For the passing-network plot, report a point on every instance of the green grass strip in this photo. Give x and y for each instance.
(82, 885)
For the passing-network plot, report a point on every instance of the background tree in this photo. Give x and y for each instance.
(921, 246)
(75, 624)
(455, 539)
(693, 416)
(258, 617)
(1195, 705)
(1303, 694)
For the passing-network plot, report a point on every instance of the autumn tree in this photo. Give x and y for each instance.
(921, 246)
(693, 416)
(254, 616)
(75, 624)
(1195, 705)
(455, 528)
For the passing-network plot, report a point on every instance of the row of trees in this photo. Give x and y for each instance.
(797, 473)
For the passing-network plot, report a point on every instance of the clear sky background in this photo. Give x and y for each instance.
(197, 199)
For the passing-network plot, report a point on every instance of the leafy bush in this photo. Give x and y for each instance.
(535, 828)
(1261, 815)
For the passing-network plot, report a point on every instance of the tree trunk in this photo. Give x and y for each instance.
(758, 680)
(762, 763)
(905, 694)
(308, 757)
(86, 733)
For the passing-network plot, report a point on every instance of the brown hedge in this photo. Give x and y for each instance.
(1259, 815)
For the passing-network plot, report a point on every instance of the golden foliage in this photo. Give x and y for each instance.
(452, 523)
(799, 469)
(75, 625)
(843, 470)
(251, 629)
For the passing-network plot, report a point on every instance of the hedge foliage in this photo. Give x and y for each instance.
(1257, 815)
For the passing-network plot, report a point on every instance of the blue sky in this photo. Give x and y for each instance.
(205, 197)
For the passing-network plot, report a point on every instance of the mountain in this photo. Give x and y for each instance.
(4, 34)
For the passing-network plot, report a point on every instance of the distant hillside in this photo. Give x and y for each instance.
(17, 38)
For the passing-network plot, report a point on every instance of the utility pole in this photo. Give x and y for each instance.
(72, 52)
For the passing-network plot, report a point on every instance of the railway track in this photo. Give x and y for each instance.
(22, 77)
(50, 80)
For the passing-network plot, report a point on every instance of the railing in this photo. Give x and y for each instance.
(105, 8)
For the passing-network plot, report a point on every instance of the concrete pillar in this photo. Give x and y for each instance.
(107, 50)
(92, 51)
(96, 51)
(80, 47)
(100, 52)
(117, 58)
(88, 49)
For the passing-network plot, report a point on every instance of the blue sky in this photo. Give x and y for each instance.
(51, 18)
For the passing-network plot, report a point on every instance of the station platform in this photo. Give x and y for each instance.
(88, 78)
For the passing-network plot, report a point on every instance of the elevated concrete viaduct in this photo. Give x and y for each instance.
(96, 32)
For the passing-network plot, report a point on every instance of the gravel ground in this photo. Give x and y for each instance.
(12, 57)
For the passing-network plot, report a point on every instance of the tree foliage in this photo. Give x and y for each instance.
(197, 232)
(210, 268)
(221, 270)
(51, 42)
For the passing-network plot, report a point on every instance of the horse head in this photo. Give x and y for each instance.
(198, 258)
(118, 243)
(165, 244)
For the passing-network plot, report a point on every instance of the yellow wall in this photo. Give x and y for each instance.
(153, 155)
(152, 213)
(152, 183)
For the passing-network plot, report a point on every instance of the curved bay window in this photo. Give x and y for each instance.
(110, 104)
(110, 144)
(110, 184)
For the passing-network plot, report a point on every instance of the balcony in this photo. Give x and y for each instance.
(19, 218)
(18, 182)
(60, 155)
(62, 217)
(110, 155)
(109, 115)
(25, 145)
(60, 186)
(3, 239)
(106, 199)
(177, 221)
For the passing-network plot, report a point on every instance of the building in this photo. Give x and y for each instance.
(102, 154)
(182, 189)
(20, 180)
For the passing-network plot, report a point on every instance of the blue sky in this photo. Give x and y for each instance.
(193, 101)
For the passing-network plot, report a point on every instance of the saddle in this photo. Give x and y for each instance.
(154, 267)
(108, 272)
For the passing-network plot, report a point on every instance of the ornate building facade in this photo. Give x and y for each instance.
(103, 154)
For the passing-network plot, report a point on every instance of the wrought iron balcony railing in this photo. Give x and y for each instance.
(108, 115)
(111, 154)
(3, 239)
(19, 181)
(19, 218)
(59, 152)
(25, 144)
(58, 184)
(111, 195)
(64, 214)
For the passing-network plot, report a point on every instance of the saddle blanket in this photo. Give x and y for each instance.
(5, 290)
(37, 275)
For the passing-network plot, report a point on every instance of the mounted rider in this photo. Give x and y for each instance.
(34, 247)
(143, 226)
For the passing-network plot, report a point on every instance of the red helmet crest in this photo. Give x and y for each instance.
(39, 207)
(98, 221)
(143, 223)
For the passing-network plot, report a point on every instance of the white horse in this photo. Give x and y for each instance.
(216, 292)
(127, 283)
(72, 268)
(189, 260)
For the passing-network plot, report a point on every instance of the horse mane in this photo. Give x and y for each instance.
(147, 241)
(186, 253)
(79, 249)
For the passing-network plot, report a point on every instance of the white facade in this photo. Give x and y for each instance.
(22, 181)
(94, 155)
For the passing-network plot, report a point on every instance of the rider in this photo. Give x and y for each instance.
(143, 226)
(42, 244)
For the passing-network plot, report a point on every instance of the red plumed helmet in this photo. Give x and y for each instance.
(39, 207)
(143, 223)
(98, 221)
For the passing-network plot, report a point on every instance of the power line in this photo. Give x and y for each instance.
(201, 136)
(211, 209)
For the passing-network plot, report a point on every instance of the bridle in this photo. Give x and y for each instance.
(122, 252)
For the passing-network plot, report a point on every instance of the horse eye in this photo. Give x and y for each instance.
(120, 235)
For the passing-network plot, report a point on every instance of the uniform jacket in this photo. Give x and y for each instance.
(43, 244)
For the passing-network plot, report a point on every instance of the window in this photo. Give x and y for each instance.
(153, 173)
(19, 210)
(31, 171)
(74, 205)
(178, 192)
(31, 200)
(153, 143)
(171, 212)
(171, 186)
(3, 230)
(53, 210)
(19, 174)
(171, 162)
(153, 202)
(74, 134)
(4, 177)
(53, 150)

=== 练习题目 ===
请从含有“the white facade”的那一行开始，一直到最后一行为止（首尾两行都包括在内），把这些行全部照原样重写一遍，并缩放答案中的坐标：每个数值乘以0.2后四舍五入取整，逢半进一。

=== 练习结果 ===
For the passing-network plot, report a point on every instance of the white facade in this photo. Give x and y for each instance.
(4, 36)
(19, 31)
For the passing-network plot, report a point on every instance of the rider in this photo. Give x and y for each instance.
(29, 45)
(8, 49)
For the passing-network plot, report a point on every instance of the red plumed helmet in this photo. Give x and y for each instance.
(8, 41)
(29, 45)
(20, 44)
For the passing-network plot, report a point on every instance of the power line in this photo. Give x and y for each instance.
(40, 27)
(42, 42)
For the passing-network plot, report a point on every instance of the bridle in this photo. Give x and y for each instance.
(24, 50)
For the passing-network plot, report a point on every instance of the horse eye in this photo. Give x and y for each instance.
(24, 47)
For the passing-network plot, report a point on every instance of the uniform jacket in this photo. Give x and y for each instance.
(9, 49)
For the passing-network plot, report a point on every instance of the window in this photo. Give x and y for each instance.
(31, 35)
(4, 42)
(6, 34)
(15, 41)
(36, 38)
(6, 40)
(31, 29)
(34, 42)
(34, 37)
(1, 46)
(11, 42)
(4, 35)
(34, 32)
(31, 40)
(15, 27)
(1, 35)
(11, 30)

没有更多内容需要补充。